• **Document extract**:
begin

First presidential inauguration of Álvaro Uribe
- Date: 7 August 2002; 23 years ago
- Time: 3:00 pm (COST)
- Location: National Capitol Bogotá, D.C.;
- Participants: Álvaro Uribe 31st president of Colombia — Assuming office Francisco Santos 8th vice president of Colombia — Assuming office Luis Alfredo Ramos President of the Senate — Administering oath Andrés Pastrana 30th president of Colombia — Leaving office

= First inauguration of Álvaro Uribe =

2002 Colombian presidential inaugurtation

Álvaro Uribe's first inauguration as the 31st President of Colombia took place on Saturday, August 7, 2002, marking the beginning of the first four-year term of Álvaro Uribe as president and Francisco Santos as vice president. The 27th presidential inauguration did not take place in the central front of the National Capitol in Bogotá, D.C. As had been customary until 2002. Uribe was sworn in as presidential oath, after which Santos was sworn in as vice president.

end

• **Extracted material**:
begin

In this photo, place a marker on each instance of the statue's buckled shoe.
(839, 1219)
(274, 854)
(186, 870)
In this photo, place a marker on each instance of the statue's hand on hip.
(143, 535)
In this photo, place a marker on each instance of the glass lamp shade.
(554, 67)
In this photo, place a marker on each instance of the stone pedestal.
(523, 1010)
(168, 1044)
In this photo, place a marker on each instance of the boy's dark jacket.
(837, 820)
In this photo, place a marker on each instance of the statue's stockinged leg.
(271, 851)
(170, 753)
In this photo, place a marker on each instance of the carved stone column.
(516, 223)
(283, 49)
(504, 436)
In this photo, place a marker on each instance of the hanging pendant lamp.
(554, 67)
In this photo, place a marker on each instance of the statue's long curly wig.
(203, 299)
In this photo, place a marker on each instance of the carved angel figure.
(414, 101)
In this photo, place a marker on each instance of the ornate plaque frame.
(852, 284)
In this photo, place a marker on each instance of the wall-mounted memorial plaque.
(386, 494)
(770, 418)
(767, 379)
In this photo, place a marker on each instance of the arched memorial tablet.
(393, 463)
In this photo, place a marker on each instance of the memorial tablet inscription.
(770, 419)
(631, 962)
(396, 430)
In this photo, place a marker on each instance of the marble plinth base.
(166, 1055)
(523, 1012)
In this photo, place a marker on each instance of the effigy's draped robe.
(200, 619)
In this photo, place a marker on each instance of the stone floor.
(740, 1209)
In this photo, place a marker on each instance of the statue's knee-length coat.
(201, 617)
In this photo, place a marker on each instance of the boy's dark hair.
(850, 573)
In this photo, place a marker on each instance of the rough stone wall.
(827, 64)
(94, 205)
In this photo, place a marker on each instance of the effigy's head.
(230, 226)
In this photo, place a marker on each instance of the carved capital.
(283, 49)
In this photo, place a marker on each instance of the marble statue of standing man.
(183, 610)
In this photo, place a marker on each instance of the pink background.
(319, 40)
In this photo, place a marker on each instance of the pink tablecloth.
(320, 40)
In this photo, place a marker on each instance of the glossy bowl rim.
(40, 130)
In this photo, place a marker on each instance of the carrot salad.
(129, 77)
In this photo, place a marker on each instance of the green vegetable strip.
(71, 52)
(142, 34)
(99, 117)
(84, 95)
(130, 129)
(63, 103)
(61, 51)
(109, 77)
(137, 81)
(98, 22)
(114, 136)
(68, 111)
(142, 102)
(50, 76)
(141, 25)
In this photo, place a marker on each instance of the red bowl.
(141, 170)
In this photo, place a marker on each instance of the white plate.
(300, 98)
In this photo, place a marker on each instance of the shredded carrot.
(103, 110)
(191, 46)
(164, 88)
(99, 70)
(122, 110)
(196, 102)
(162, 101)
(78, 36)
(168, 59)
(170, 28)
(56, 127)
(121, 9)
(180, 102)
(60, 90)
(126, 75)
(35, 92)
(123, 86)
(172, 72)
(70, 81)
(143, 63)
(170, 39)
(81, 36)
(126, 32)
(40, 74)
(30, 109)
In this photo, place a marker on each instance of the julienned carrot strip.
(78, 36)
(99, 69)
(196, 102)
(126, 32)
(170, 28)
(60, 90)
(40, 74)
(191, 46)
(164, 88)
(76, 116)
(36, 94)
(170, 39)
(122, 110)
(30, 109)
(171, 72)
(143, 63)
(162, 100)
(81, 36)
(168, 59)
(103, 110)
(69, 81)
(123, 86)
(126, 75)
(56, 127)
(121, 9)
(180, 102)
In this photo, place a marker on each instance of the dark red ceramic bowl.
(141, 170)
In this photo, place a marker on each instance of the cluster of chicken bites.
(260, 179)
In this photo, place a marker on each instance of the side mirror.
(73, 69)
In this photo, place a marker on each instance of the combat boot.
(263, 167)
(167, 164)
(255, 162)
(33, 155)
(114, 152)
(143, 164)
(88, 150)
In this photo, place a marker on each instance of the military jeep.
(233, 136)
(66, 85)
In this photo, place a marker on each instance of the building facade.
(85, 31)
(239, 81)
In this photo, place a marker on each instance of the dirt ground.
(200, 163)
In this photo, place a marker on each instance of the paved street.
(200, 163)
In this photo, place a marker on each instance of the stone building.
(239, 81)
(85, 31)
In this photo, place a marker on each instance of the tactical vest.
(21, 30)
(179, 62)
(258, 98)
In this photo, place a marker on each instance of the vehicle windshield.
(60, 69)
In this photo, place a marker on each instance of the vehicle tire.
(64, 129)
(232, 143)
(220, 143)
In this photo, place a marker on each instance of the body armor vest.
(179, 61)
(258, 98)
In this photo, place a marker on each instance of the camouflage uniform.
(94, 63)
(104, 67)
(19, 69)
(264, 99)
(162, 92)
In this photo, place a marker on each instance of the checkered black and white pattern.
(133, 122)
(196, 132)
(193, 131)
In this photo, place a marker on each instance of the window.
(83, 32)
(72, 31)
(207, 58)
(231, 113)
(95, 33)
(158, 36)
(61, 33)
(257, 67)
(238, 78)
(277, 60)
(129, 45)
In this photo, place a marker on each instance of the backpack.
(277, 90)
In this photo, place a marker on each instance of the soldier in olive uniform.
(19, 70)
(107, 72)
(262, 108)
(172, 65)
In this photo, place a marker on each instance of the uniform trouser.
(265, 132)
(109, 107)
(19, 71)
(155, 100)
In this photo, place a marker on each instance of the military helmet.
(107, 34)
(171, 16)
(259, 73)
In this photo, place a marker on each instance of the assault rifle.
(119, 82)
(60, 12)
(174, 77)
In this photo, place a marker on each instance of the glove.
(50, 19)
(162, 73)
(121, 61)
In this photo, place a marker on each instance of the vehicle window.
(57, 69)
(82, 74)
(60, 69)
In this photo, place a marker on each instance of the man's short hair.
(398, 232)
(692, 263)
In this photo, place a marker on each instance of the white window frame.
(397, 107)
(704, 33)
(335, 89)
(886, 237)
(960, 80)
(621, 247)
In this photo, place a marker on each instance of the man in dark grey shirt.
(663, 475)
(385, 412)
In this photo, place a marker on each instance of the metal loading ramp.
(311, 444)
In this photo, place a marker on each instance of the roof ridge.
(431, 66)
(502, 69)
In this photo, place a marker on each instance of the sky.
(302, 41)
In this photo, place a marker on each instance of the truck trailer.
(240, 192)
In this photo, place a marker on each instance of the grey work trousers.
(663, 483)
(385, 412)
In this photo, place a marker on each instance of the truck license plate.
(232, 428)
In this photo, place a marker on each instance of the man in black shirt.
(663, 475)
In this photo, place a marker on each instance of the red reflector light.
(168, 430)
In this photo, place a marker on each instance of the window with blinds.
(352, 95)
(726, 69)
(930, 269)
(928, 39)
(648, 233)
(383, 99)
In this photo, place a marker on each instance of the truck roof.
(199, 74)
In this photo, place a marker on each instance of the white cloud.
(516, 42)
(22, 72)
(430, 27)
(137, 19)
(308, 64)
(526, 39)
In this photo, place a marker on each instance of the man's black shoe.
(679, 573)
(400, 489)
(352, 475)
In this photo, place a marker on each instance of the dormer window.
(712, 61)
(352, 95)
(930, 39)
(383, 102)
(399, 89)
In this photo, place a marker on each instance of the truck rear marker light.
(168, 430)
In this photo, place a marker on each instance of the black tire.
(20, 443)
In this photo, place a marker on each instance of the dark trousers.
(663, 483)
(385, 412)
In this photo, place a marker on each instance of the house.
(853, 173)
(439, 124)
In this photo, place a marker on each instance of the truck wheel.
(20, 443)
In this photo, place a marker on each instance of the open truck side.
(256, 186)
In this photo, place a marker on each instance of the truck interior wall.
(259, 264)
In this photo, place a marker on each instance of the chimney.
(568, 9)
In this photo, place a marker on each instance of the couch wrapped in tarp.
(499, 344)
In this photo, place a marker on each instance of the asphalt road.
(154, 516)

end

• **What you need to do**:
1. Do the statements below agree with the article on Uribe's first inauguration? For each, answer yes or no and quote the deciding words from the article. (a) The inauguration took place on a Saturday. (b) The ceremony was held in the central front of the National Capitol. (c) Luis Alfredo Ramos administered the oath.
2. State how many lines of the listing contain the word "black". Reply with the number alone.

• **Results of the tasks**:
1.
(a) Yes: "took place on Saturday, August 7, 2002"
(b) No: "did not take place in the central front of the National Capitol"
(c) Yes: "Luis Alfredo Ramos President of the Senate — Administering oath"

2. 4